**Problem details**
Below are some records; output exactly the lines from the line with "box: [292, 107, 299, 225]" to the line with "box: [63, 119, 111, 166]", both ends kept, and nothing more.

Dataset entries:
★ ★ ★ ★

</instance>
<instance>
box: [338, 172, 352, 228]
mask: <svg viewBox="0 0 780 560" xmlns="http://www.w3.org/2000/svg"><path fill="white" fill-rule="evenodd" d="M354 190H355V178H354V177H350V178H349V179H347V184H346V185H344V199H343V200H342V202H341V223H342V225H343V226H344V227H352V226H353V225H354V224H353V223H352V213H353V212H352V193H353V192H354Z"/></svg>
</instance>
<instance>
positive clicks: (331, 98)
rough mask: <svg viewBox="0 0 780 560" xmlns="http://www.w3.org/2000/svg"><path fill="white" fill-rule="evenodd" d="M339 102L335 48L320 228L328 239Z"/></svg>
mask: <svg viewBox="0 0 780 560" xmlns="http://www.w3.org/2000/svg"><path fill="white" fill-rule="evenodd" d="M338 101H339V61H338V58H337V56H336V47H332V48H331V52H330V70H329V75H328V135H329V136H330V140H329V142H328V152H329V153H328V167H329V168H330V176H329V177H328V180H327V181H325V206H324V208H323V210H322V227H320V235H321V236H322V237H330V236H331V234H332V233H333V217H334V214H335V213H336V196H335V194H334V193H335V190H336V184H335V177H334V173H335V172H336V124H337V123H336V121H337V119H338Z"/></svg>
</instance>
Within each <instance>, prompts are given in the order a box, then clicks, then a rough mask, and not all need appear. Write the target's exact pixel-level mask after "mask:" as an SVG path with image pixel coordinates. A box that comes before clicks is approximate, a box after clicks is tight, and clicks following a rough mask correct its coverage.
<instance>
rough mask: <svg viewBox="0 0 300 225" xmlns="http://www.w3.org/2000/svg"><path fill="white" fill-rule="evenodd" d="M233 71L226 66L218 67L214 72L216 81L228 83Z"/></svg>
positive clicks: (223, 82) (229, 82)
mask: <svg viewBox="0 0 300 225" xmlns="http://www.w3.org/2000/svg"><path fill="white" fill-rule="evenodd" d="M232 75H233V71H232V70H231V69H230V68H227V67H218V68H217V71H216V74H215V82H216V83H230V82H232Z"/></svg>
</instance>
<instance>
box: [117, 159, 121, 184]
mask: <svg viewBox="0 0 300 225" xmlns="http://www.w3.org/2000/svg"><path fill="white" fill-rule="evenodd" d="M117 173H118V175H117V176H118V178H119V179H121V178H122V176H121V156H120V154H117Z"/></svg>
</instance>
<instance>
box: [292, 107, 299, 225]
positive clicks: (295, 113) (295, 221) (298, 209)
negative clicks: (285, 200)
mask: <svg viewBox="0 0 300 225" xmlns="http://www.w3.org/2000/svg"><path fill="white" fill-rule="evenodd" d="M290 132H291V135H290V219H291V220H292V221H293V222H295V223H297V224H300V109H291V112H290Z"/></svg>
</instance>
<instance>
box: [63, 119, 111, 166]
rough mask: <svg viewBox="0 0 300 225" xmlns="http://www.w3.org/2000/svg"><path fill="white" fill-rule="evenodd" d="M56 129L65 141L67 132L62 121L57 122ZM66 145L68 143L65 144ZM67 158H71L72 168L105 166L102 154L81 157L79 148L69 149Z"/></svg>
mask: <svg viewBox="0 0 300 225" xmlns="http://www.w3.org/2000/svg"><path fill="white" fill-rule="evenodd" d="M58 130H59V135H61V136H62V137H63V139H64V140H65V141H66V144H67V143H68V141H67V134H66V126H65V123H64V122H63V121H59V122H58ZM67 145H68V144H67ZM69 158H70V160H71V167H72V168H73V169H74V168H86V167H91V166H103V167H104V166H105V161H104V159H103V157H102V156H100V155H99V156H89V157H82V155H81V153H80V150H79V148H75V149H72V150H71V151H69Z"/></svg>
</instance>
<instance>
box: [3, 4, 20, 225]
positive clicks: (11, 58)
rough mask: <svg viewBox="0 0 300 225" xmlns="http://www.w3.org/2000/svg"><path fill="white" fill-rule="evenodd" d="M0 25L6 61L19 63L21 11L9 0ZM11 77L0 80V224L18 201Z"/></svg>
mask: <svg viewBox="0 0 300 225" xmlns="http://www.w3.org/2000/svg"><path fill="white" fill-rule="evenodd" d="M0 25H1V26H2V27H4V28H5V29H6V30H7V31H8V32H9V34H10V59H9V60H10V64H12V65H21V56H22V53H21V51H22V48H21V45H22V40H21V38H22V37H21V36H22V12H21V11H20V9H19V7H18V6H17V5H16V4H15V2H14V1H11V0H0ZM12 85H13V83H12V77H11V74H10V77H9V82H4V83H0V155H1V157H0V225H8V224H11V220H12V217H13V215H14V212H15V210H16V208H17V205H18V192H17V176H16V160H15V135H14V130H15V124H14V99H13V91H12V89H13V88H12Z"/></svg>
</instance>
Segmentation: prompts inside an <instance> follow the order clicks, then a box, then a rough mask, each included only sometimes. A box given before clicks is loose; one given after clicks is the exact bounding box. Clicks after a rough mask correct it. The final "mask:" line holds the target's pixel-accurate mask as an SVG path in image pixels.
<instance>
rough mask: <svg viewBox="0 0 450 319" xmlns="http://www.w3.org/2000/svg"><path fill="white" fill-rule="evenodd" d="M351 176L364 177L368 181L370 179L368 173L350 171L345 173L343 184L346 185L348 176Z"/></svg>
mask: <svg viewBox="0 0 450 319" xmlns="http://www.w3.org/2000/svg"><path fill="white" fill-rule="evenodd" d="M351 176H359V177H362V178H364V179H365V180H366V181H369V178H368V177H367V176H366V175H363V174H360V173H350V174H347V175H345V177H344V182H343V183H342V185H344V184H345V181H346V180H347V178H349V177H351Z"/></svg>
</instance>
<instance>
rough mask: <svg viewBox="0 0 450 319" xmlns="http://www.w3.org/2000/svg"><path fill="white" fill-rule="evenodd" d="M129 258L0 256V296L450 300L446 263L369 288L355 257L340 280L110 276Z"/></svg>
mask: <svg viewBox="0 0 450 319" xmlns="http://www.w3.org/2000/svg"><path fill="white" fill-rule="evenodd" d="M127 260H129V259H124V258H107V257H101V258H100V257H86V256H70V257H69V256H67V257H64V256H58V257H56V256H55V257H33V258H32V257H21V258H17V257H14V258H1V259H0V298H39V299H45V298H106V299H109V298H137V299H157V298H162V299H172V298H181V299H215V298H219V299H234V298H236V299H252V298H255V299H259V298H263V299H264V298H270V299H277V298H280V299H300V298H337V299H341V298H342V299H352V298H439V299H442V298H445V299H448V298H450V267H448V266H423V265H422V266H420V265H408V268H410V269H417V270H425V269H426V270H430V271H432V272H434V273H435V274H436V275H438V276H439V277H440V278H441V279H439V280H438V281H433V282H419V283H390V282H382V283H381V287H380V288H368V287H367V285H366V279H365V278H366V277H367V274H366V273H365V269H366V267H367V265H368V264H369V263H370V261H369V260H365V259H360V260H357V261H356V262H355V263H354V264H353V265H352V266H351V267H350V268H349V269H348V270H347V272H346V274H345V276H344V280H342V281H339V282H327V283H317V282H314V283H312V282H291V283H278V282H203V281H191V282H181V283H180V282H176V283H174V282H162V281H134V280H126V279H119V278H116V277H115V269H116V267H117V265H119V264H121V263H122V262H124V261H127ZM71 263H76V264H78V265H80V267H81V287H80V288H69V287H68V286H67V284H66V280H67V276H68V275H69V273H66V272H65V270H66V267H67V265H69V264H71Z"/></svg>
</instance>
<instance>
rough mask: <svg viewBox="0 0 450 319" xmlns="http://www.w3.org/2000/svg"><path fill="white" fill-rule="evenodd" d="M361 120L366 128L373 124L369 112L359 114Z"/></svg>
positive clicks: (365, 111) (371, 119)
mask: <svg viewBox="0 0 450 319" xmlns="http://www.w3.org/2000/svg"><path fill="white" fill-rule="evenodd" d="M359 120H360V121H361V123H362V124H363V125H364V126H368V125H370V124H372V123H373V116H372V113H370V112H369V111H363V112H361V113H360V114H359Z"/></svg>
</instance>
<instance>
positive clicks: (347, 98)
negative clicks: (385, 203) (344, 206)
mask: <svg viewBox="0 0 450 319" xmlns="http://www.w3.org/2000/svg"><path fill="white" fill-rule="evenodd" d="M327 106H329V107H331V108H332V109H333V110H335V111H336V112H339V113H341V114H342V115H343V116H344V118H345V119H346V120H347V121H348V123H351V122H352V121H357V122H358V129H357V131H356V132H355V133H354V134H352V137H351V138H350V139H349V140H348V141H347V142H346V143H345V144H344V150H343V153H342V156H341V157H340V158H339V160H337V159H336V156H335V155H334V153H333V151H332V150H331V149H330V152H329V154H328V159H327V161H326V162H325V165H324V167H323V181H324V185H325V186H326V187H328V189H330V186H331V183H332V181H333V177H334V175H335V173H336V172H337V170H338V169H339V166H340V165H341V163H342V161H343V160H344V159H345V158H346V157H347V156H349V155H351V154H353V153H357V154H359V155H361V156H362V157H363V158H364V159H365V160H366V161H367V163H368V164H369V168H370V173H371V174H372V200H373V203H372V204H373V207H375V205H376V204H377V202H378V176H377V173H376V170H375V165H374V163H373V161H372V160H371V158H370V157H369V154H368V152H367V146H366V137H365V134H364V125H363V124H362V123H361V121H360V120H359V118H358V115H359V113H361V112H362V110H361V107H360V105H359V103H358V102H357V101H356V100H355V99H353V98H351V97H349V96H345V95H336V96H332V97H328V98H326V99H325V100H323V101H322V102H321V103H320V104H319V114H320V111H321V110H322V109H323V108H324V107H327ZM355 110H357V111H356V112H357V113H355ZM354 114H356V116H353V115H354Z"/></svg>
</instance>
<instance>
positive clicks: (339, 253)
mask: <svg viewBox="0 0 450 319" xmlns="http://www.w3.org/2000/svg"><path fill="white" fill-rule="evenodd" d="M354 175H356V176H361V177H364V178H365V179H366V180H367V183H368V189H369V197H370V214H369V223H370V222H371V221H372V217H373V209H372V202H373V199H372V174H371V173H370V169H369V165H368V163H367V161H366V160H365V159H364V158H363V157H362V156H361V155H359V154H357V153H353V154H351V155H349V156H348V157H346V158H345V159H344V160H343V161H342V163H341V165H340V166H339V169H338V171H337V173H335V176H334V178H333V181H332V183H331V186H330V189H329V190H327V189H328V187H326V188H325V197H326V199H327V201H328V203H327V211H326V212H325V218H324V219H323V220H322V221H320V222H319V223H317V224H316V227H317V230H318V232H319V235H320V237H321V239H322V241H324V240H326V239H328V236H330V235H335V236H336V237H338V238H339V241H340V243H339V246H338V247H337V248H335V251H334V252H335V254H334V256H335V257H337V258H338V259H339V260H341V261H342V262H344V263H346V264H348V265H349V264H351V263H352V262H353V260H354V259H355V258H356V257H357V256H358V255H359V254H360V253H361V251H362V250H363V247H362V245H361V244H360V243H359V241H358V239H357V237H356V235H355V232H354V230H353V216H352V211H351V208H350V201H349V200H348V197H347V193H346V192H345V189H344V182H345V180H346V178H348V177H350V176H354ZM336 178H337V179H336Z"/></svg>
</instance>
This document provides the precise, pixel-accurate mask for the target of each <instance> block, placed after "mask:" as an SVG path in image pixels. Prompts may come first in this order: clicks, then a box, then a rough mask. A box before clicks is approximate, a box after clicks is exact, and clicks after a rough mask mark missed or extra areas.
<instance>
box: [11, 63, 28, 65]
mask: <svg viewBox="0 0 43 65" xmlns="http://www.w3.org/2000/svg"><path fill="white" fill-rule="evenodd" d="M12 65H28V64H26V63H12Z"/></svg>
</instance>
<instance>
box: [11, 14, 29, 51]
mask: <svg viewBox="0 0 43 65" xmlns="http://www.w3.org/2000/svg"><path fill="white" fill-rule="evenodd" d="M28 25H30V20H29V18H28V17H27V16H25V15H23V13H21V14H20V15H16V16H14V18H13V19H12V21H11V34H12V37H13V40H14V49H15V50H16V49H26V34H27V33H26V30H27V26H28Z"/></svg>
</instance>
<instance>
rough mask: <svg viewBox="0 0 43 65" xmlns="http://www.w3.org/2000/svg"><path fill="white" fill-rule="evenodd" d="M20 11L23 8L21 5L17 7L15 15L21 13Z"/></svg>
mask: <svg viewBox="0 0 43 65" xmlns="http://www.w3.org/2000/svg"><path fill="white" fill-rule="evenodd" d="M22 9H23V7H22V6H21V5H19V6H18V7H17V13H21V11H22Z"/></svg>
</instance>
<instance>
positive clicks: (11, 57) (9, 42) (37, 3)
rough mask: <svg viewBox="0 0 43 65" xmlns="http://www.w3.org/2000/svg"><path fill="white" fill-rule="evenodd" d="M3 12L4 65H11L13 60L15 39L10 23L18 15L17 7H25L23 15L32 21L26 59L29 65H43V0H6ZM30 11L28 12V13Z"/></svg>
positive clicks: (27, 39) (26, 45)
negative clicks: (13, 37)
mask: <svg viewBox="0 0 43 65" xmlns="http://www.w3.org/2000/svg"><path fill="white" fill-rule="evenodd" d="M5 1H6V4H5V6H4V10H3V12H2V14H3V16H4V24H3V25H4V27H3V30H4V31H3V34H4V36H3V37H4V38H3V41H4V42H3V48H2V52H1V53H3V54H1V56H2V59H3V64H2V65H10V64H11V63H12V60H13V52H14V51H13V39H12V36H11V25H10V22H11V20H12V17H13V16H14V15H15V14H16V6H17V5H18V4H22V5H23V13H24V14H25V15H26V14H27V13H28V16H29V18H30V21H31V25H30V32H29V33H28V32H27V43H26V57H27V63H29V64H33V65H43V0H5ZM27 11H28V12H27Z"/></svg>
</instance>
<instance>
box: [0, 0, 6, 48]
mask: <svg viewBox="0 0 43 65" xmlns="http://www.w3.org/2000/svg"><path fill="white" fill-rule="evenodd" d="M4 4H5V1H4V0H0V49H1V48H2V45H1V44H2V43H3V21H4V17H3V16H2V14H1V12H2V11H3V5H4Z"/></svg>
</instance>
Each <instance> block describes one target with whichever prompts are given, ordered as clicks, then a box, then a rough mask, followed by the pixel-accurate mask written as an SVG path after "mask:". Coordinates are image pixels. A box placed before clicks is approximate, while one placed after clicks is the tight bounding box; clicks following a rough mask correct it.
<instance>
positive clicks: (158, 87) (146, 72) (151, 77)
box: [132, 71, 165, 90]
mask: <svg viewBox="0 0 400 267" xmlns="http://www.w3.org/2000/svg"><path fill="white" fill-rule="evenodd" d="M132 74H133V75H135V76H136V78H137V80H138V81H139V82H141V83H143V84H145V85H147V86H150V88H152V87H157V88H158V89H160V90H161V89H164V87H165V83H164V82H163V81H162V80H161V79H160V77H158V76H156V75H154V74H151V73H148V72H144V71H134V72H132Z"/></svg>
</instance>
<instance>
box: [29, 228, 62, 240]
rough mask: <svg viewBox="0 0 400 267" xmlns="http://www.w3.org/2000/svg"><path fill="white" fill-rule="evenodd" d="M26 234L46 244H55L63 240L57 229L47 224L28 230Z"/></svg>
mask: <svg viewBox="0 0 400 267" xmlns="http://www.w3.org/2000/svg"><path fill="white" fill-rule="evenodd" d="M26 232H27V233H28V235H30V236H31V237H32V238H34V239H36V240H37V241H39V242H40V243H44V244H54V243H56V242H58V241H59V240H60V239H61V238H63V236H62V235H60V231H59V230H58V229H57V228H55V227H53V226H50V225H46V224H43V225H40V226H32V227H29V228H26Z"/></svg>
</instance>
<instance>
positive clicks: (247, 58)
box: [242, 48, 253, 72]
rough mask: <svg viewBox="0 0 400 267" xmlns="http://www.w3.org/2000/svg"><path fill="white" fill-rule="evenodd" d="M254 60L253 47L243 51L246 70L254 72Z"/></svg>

★ ★ ★ ★

**Answer section**
box: [292, 107, 299, 225]
positive clicks: (295, 113) (295, 221) (298, 209)
negative clicks: (285, 200)
mask: <svg viewBox="0 0 300 225" xmlns="http://www.w3.org/2000/svg"><path fill="white" fill-rule="evenodd" d="M290 132H291V135H290V219H291V220H292V221H293V222H295V223H297V224H300V109H291V112H290Z"/></svg>
</instance>
<instance>
box: [63, 119, 111, 166]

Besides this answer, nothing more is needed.